## STATED TASK
Edit the stretch from the line containing "I'd appreciate it if you could detect the rear" through the end of the records, replacing "metal pole" with "steel pole" and leaving everything else unchanged. Return only that stretch.

## DATA LISTING
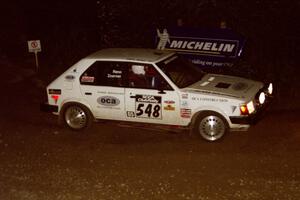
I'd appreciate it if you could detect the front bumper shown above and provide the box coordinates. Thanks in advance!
[40,103,58,112]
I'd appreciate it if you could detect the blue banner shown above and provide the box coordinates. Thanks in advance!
[156,27,245,67]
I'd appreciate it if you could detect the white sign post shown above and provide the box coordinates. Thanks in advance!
[27,40,42,71]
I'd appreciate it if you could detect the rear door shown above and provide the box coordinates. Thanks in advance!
[125,63,180,125]
[80,61,125,120]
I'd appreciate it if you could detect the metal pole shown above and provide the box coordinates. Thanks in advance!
[34,51,39,71]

## COMPLETE ANSWER
I'd appreciate it if you could detect the rear door shown above and provide the box coordinates. Thanks in advance!
[125,63,180,125]
[80,61,125,120]
I'd appreciate it if you could detect the steel pole shown above and provide the box coordinates. Thanks in advance!
[34,51,39,71]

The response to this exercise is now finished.